_Exercise details_.
Character for character, give back every line below.

Saved data entries
··········

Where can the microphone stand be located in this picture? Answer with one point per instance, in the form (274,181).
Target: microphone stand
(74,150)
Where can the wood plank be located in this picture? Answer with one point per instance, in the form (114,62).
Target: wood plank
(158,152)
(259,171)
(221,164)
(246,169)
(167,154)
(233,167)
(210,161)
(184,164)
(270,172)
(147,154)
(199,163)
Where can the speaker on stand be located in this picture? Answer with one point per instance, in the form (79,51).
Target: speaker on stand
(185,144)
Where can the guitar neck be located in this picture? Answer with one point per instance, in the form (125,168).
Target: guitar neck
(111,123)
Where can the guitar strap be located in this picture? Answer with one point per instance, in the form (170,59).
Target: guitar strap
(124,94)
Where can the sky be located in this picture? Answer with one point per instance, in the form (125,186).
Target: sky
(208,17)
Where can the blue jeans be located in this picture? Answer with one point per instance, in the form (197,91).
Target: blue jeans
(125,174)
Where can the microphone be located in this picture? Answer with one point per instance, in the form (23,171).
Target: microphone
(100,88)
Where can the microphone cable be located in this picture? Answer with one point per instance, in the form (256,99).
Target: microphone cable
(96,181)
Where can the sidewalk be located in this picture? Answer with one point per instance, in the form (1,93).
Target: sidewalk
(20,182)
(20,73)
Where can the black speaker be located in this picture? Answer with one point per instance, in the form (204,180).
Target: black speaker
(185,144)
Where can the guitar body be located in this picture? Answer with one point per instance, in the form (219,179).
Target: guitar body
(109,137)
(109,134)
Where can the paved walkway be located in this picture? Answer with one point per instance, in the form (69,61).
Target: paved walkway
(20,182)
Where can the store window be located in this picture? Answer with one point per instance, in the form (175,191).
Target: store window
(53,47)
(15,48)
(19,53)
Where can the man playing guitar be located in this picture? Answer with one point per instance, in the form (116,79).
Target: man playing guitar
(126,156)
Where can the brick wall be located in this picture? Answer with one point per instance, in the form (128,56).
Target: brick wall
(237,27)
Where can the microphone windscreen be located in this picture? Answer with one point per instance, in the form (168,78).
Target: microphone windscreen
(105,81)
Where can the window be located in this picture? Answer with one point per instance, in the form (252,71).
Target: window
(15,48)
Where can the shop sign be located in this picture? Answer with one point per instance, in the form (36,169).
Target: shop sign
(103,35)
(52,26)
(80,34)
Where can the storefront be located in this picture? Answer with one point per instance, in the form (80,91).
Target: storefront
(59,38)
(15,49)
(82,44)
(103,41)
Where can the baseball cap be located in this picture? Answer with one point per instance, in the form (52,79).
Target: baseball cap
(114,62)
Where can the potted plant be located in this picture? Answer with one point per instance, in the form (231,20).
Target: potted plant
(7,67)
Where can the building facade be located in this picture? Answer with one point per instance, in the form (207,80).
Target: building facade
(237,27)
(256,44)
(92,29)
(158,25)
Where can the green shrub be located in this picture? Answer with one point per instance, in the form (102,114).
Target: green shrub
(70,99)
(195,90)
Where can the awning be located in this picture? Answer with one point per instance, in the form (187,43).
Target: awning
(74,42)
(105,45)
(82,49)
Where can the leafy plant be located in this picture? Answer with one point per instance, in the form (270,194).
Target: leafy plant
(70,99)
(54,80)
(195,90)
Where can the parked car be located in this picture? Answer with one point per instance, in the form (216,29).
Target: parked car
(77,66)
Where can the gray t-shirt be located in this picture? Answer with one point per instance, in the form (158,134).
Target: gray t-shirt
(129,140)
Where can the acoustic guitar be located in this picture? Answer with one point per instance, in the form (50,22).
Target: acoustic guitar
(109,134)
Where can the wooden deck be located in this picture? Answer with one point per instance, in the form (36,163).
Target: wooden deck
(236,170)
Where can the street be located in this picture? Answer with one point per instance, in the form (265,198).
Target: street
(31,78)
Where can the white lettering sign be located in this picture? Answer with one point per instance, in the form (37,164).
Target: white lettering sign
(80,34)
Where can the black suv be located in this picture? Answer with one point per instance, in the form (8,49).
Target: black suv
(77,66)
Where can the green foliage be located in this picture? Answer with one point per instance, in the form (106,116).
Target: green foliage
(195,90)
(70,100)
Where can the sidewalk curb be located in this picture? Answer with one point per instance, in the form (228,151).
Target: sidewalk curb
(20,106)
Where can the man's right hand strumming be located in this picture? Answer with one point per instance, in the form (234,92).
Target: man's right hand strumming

··········

_Task output_.
Where can the microphone stand be located in this picture? Answer with one point per instance, in the form (274,181).
Target: microphone stand
(74,150)
Where can the wood plank be located in this picture? Answer with one point per instance, in the form (114,62).
Target: wood plank
(158,152)
(259,171)
(221,164)
(246,169)
(167,154)
(233,167)
(210,161)
(184,164)
(270,172)
(147,154)
(199,163)
Where can the speaker on stand be located in this picture? Answer with one point per instance, in the form (79,51).
Target: speaker on stand
(185,144)
Where can the guitar neck be located in this picture? Answer with one point per instance, in the form (125,168).
Target: guitar neck
(111,123)
Where can the guitar strap be located in this picture? Answer with one point per instance, in the form (170,59).
Target: guitar strap
(124,94)
Where can the sky be located in this picture? Answer with one point per instance, in the form (125,186).
Target: sky
(208,17)
Where can the blue jeans be located in this picture? Answer with one point per instance, in the form (197,91).
Target: blue jeans
(125,174)
Where can the microphone be located in this picture? Answer with one point per instance, in the form (23,171).
Target: microphone
(100,88)
Where can the microphone cable be located in this picture? Answer with one point per instance, in the form (256,99).
Target: microphone cable
(96,181)
Where can the sidewalk be located in this picture? Answer with one point per instance, in the form (1,93).
Target: sidewalk
(20,182)
(20,73)
Where can the black speaker be located in this picture? Answer with one point per instance, in the form (204,180).
Target: black speaker
(185,144)
Where can the guitar body be located in this picture? Answer with one point per instance, in the form (219,179).
Target: guitar body
(109,137)
(109,134)
Where can the paved walkway be located in this picture? Answer with one point per instance, in the form (69,61).
Target: paved walkway
(20,182)
Where can the store window be located in this picture? Answer with one point per instance, in the form (175,191).
Target: store window
(53,47)
(15,48)
(19,53)
Where can the man playing guitar be located in this picture? Answer with one point per instance, in the form (116,79).
Target: man playing guitar
(126,156)
Where can the brick wall be located in this picture? Answer with one point per instance, in the form (128,56).
Target: brick wall
(237,27)
Where can the microphone windscreen be located in this picture? Answer with one point per instance, in the form (168,78).
Target: microphone windscreen
(105,81)
Where can the window be located in this picture? Answer with one point per instance, in the form (252,71).
Target: window
(15,48)
Where can the shop sign be located in this picture? Answer with one point per instance, in the form (36,169).
Target: shop sign
(103,35)
(52,26)
(80,34)
Where can the storefront be located in this picture? Answer with one point per instance, in the form (80,91).
Target: storefront
(59,38)
(15,49)
(82,44)
(103,41)
Where can the baseball cap be located in this picture? Answer with one point per instance, in the form (52,79).
Target: baseball cap
(114,62)
Where can the potted plant be located in this picture? Answer with one point per instance, in the form (231,20).
Target: potted plant
(7,67)
Where can the building facade be located in this picture? Answer with one point per instance, in the form (207,80).
Target: building facade
(237,27)
(256,44)
(92,29)
(158,25)
Where can the green shrub be located in this picture? Answer with one point per instance, in the form (102,114).
Target: green shrub
(70,99)
(195,90)
Where can the awning be located in this picture? Answer with one point per instance, in the form (187,43).
Target: awning
(74,42)
(105,45)
(82,49)
Where can the leafy plant be located in this picture? Answer with one point per instance, in the form (270,194).
Target: leafy plant
(70,99)
(54,80)
(195,90)
Where can the parked car be located in this picture? Answer with one point per instance, in the form (216,29).
Target: parked car
(77,66)
Where can the gray t-shirt be located in this picture? Answer with one point per instance, in the form (158,134).
Target: gray t-shirt
(129,140)
Where can the acoustic guitar be located in this picture? Answer with one point per instance, in the form (50,22).
Target: acoustic guitar
(109,134)
Where can the wooden deck be located in this picture? Answer with one point per instance, in the form (36,163).
Target: wooden deck
(236,170)
Where can the street be located in this picture? Answer with one point per instance, in the form (265,198).
Target: street
(31,78)
Where can the white lettering sign be located in this picture? Answer with one point per instance, in the form (37,164).
Target: white lettering sign
(80,34)
Where can the black suv be located in this picture? Answer with one point per instance, in the form (8,49).
Target: black suv
(77,66)
Where can the green foliage be located in this picture? Answer with one point per instance, in the form (106,116).
Target: green foliage
(195,90)
(70,100)
Where can the sidewalk curb be located in this picture? Answer with one point per instance, in the form (228,151).
Target: sidewalk curb
(20,106)
Where can the man's right hand strumming be located in this picture? Answer with one point per instance, in the form (234,92).
Target: man's right hand strumming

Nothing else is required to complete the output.